Task objective: Would you return every entry, exactly as it is written?

** Records shown follows **

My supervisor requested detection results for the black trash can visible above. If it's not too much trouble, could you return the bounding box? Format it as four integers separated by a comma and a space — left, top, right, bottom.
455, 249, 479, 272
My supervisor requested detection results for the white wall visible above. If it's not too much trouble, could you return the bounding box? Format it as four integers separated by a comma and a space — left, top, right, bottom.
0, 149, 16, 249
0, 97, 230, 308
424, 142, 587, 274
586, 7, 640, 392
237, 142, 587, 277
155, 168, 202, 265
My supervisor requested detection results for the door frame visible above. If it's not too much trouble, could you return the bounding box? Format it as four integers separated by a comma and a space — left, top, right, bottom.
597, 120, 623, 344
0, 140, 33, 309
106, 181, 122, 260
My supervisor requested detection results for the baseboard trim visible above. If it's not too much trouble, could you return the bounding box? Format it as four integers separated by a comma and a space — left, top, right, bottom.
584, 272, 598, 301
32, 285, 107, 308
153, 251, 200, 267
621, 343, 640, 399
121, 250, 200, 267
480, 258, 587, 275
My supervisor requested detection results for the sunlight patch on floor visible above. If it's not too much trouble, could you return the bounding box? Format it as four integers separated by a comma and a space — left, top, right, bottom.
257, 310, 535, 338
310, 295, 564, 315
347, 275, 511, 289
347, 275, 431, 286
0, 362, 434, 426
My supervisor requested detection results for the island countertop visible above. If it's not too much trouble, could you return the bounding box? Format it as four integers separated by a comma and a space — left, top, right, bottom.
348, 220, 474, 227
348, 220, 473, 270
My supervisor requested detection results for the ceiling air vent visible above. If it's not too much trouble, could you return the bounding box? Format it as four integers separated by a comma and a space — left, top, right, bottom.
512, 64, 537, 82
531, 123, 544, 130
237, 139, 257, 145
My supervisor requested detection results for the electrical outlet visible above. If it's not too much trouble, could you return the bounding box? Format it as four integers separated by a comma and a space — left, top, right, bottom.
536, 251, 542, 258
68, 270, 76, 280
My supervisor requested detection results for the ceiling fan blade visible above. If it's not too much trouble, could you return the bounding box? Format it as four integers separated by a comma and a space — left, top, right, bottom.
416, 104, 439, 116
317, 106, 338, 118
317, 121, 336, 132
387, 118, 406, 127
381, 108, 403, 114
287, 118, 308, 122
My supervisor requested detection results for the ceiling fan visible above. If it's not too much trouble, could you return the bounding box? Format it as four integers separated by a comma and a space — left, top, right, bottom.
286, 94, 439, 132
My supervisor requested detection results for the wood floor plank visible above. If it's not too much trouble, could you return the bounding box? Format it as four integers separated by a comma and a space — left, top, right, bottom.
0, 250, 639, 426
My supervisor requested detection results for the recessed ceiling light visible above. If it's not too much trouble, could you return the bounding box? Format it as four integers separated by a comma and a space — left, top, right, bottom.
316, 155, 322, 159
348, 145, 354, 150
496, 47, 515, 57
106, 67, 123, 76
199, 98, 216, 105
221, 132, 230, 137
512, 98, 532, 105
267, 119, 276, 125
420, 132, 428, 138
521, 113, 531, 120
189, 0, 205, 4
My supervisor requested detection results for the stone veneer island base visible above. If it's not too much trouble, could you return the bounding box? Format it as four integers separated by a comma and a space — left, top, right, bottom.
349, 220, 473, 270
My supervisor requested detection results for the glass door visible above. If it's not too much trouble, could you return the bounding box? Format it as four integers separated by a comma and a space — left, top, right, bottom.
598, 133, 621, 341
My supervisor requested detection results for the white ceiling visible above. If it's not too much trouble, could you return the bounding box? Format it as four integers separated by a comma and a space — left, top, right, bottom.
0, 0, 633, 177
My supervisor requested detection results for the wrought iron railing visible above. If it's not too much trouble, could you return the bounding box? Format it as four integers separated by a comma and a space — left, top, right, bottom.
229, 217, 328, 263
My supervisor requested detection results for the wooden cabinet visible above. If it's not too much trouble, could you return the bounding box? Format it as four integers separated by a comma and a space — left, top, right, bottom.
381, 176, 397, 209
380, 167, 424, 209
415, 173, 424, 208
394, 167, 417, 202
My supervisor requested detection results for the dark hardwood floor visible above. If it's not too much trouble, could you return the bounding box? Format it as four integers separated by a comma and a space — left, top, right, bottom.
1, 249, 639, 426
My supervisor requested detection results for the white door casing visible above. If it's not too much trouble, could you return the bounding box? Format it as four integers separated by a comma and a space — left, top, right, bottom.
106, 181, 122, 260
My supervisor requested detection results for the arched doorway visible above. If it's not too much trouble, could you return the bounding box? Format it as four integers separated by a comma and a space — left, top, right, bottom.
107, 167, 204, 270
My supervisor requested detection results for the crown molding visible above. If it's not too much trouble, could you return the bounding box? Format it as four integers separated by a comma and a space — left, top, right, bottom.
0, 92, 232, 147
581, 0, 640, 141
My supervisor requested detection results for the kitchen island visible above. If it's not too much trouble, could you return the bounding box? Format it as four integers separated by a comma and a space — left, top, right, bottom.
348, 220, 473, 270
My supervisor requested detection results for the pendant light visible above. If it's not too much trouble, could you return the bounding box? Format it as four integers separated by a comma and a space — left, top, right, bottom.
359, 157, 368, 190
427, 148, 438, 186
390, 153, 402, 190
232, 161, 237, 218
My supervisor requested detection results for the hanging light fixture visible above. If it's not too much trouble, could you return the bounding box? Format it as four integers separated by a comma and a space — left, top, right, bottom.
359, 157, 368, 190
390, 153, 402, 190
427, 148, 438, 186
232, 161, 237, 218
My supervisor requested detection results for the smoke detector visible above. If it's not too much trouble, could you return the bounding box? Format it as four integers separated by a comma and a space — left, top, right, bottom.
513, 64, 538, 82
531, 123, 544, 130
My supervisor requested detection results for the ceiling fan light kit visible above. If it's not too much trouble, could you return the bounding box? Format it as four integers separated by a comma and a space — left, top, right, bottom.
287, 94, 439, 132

** End of Records shown **

Task output:
My supervisor requested detection results for the black trash can visible above. If it's not too much trouble, could you return the bounding box? Format it as four integers separated by a comma and a space — left, top, right, bottom.
455, 249, 479, 272
My supervisor requested detection results for the white wall visible above. If it's not too much trouble, could you return the bounding box? Format it as four integers separated by a comma and a space — left, top, right, bottom.
0, 149, 16, 249
0, 97, 230, 308
424, 142, 587, 274
586, 7, 640, 392
237, 142, 587, 277
155, 168, 202, 265
My supervisor requested detection results for the door frame visible above. If it's not too much trouble, could you return the bounding box? Format it as four integers separated by a comma and a space — left, top, right, bottom.
597, 120, 623, 344
0, 140, 33, 309
106, 181, 122, 260
My supervisor requested detection results for the baseboard trim visible above. If it's not too much trouble, could you return the bounding box? Format it as four integers separated by a comma and a space — left, top, right, bottom.
584, 272, 598, 301
32, 285, 107, 308
153, 251, 200, 267
621, 343, 640, 399
121, 250, 200, 267
480, 258, 587, 275
My supervisor requested detection results for the sunlight patch on floor visible above. If it's not too much trouble, could you return the bounding box? Format it as four integers separated by a comma and a space — left, top, right, bottom.
257, 310, 535, 338
310, 295, 564, 315
347, 275, 511, 289
347, 275, 431, 286
0, 362, 434, 426
My supervisor requested detection results for the island countertop visible above. If it's not too much trouble, could you return the bounding box? Format it as four integers separated by a comma and a space — left, top, right, bottom.
348, 220, 474, 227
348, 220, 473, 270
My supervisor requested detection results for the ceiling air vent visible above. If it's not too much trouble, could you return the bounding box? Format it as four integers separated by a comma and a space — left, top, right, bottom.
512, 64, 537, 82
531, 123, 544, 130
237, 139, 257, 145
My supervisor requested detection results for the electrical outlet visible above. If it's not too much trouble, could you return the bounding box? Format it as four integers separated by a comma and a space — left, top, right, bottom.
536, 251, 542, 258
68, 270, 76, 280
My supervisor requested detection results for the ceiling fan blade visible above. If it's not too much trouble, could you return the bounding box? Format it as four integers separated by a comma and a space — left, top, right, bottom.
416, 104, 439, 116
317, 106, 338, 118
317, 121, 336, 132
387, 118, 406, 127
381, 108, 403, 114
287, 118, 308, 122
My supervisor requested detection results for the ceiling fan visible above. If it's not too much trouble, could you return the bounding box? Format it as four integers separated by a comma and a space — left, top, right, bottom.
286, 94, 439, 132
My supervisor requested detection results for the wood floor plank visible above. If it's not too much trouble, could you return the bounding box? Format it as four integers separated by a comma and a space — left, top, right, bottom.
0, 250, 639, 426
My supervisor requested detection results for the recessed ceiling light visible above. If it's not too much trouble, could you return the bounding box? Format it as four integers separated by a comma and a space — left, top, right, bottom.
316, 155, 322, 159
348, 145, 354, 150
496, 47, 515, 57
106, 67, 123, 76
199, 98, 216, 105
221, 132, 230, 137
512, 98, 532, 105
267, 119, 276, 125
420, 132, 428, 138
521, 113, 531, 120
189, 0, 205, 4
My supervisor requested detection results for the stone veneer island base visible above. If it's not too much trouble, could you return the bounding box? Format it as four integers separated by a comma and a space — left, top, right, bottom.
349, 220, 473, 270
My supervisor requested detection results for the glass door visible above. If it's not too much trouble, could you return the bounding box? Format it as four integers separated by a comma and a space — left, top, right, bottom.
598, 133, 621, 341
My supervisor requested detection results for the white ceiling visible above. If it's not too much trouble, could you return the bounding box? Format it as four integers separated by a comma and a space — left, top, right, bottom.
0, 0, 633, 177
My supervisor requested detection results for the wrought iron railing visible above. If it's not too much trouble, could you return the bounding box? Format it as four integers separated by a comma and a space — left, top, right, bottom.
229, 217, 328, 263
My supervisor requested detection results for the wooden cabinet visible above. If it's not too much trouble, could you return the bounding box? Format it as four integers separated by a comma and a space — left, top, right, bottom.
381, 176, 397, 209
380, 167, 424, 209
415, 173, 424, 208
394, 167, 417, 202
My supervisor requested detection results for the dark hardwood floor visible above. If it's not too much trouble, could you return the bounding box? Format it as four integers separated by a comma and a space — left, top, right, bottom.
1, 249, 639, 426
My supervisor requested detection results for the white door casing visible above. If it's not too much trouble, could you return the bounding box? Format it as four integers separated by a comma and a space — left, top, right, bottom.
106, 181, 122, 260
My supervisor requested detection results for the arched doorway visible above. If it's not too much trouble, could you return the bounding box? Format it as four integers separated by a comma and a space — left, top, right, bottom.
107, 167, 204, 270
My supervisor requested detection results for the crown molding visible above. If it's not too much trouble, could you return the bounding box? Format it as four integers separated by a comma and a space — left, top, right, bottom.
0, 92, 232, 147
581, 0, 640, 141
My supervisor requested detection results for the kitchen island visible above. If it's not too much trouble, could you return the bounding box? Format it as four integers separated by a comma and a space — left, top, right, bottom.
348, 220, 473, 270
My supervisor requested detection results for the pendant light visible above. If it's not too much trouble, could you return the bounding box? Format it as four integers separated by a comma and a space — left, top, right, bottom.
359, 157, 368, 190
427, 148, 438, 186
390, 153, 402, 190
232, 161, 237, 218
My supervisor requested detection results for the hanging light fixture visible above. If it's not too much trouble, could you return the bounding box? Format it as four integers separated by a comma and a space — left, top, right, bottom.
359, 157, 368, 190
390, 153, 402, 190
427, 148, 438, 186
232, 161, 237, 218
My supervisor requested detection results for the smoke detector visible above. If it's not too much trouble, could you return the bounding box? Format it as four integers separated by a comma and a space — left, top, right, bottom.
513, 64, 538, 82
531, 123, 544, 130
My supervisor requested detection results for the ceiling fan light kit visible above. If it's not too much trouble, could you return the bounding box? Format it as four integers separated by a comma and a space — left, top, right, bottom.
287, 94, 439, 132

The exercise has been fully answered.